Start of Data in this exercise

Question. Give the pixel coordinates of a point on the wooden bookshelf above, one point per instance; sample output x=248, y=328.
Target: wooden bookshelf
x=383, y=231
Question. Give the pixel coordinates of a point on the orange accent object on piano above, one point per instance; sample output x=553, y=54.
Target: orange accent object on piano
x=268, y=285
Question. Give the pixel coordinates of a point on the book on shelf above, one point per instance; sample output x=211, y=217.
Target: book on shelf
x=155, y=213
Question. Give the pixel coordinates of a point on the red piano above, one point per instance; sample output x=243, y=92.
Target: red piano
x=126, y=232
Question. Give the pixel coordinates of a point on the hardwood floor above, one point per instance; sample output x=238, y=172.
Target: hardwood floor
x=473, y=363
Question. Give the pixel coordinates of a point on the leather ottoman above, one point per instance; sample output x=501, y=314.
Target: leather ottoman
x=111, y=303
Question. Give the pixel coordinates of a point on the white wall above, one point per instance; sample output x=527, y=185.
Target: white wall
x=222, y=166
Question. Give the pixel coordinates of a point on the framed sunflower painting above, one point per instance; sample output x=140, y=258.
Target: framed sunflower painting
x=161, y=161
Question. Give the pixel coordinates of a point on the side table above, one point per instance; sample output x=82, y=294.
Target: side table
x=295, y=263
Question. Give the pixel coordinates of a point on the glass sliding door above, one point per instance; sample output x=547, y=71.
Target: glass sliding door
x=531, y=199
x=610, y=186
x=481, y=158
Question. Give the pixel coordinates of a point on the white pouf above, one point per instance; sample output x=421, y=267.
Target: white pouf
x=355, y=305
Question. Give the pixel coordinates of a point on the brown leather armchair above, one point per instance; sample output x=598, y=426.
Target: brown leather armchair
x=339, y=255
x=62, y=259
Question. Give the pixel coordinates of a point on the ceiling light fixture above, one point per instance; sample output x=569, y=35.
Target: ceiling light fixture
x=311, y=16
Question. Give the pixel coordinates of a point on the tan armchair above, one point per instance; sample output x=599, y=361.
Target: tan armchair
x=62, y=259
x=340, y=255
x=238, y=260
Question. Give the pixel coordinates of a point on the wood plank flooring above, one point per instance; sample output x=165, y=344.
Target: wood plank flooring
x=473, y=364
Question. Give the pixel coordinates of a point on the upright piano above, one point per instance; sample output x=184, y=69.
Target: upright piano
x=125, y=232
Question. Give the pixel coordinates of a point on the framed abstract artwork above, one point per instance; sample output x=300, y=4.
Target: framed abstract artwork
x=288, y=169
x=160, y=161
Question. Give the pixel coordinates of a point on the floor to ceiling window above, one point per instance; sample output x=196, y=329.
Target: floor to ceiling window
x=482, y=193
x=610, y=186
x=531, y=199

End of Data in this exercise

■ What is being asked: Copy down the material exactly as written.

■ Completed exercise:
Question. Give the pixel coordinates of a point on the wooden bookshelf above, one point per instance; sample output x=248, y=328.
Target: wooden bookshelf
x=383, y=231
Question. Give the pixel coordinates of a point on the orange accent object on piano above, one point per instance; sample output x=553, y=54.
Target: orange accent object on piano
x=268, y=285
Question. Give the pixel coordinates of a point on the book on shelf above, one point per instance; sample output x=211, y=217.
Target: book on shelf
x=155, y=213
Question. Give the pixel coordinates of a point on the red piano above, one point per instance; sample output x=243, y=92.
Target: red piano
x=126, y=232
Question. Give the pixel coordinates of a point on the hardwood floor above, one point per instance; sample output x=238, y=172.
Target: hardwood floor
x=473, y=363
Question. Give the pixel coordinates of a point on the leather ottoman above, one point per instance; sample output x=501, y=314.
Target: leather ottoman
x=111, y=303
Question. Give the pixel coordinates of a point on the white wall above, one point per instance; sample output x=527, y=185.
Target: white wall
x=222, y=166
Question. Give the pixel coordinates of a point on the framed sunflower painting above, one point per instance; sample output x=140, y=258.
Target: framed sunflower painting
x=161, y=161
Question. Give the pixel coordinates of a point on the side table above, one point per instance; sample output x=82, y=294.
Target: side table
x=295, y=263
Question. Give the pixel coordinates of a point on the glass sliding door above, one point per instance; sample output x=547, y=71.
Target: glass sliding door
x=531, y=199
x=610, y=186
x=481, y=158
Question. Give the pixel coordinates of a point on the white pouf above, one point per instance; sample output x=421, y=267.
Target: white pouf
x=355, y=305
Question. Give the pixel coordinates of a point on the brown leather armchair above, one point per instance; sample output x=598, y=426.
Target: brown leather armchair
x=339, y=255
x=62, y=259
Question. Give the pixel coordinates of a point on the ceiling light fixture above, one point per instance; sample output x=569, y=35.
Target: ceiling light fixture
x=311, y=16
Question. Give the pixel coordinates of a point on the tan armchair above, one point per instance; sample output x=599, y=361.
Target: tan armchair
x=62, y=259
x=340, y=255
x=238, y=260
Question. Give the pixel coordinates of a point on the wood plank flooring above, one point per instance; sample output x=165, y=344.
Target: wood plank flooring
x=473, y=364
Question. Give the pixel coordinates of a point on the upright piano above, one point per instance; sample output x=184, y=69.
Target: upright piano
x=125, y=232
Question. Give the pixel coordinates of a point on the framed abstract artwork above, one point per instance; sample output x=300, y=4.
Target: framed abstract artwork
x=288, y=169
x=160, y=161
Question. Give the pixel coordinates of a point on the floor to ceiling window above, one point per instance; sample output x=196, y=329.
Target: floor to ceiling window
x=482, y=193
x=610, y=186
x=531, y=199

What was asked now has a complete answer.